*** Provided data ***
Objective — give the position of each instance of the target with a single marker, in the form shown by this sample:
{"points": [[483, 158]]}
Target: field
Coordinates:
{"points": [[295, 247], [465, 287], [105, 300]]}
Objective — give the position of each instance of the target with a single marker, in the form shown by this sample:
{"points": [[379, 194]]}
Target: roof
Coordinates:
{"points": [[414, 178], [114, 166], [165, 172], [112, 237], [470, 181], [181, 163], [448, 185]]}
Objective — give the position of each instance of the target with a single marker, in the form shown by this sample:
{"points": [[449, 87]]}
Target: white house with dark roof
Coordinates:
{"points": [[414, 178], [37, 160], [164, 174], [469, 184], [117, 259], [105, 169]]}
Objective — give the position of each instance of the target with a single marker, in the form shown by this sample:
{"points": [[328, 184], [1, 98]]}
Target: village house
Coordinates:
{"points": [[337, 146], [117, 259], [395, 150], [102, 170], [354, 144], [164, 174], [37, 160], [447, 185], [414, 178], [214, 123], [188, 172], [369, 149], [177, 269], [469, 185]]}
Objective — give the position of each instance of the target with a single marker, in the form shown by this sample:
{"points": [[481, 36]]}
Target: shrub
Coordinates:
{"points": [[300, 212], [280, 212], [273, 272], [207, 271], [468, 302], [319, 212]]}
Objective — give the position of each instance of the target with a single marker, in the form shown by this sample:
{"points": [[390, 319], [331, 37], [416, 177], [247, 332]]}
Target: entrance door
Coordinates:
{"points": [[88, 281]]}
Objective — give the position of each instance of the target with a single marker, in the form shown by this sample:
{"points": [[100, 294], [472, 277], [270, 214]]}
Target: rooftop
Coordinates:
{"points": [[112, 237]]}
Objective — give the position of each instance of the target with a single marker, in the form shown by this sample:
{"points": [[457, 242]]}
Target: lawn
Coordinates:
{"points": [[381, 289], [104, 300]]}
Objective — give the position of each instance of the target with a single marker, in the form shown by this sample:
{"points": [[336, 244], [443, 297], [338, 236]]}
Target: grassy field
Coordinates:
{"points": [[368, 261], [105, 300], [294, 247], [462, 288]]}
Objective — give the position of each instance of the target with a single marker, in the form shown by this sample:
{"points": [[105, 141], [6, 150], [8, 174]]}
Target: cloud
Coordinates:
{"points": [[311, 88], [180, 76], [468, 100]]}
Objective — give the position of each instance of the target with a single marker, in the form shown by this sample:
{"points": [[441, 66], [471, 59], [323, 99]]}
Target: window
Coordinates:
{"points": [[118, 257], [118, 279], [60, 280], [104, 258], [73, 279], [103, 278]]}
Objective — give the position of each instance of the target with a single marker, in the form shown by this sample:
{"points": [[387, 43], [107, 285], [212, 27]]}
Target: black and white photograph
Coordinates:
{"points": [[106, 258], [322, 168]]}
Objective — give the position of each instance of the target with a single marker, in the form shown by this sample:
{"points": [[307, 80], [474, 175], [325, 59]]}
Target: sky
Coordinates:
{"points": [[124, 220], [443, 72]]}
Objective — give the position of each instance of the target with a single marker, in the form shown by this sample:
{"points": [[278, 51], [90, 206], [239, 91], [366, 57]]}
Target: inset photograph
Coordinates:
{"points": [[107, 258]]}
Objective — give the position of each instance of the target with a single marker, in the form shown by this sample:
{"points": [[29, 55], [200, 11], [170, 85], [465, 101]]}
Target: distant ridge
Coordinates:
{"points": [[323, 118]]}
*** End of Provided data ***
The answer must be a single number: the count of lines above that contain "white".

2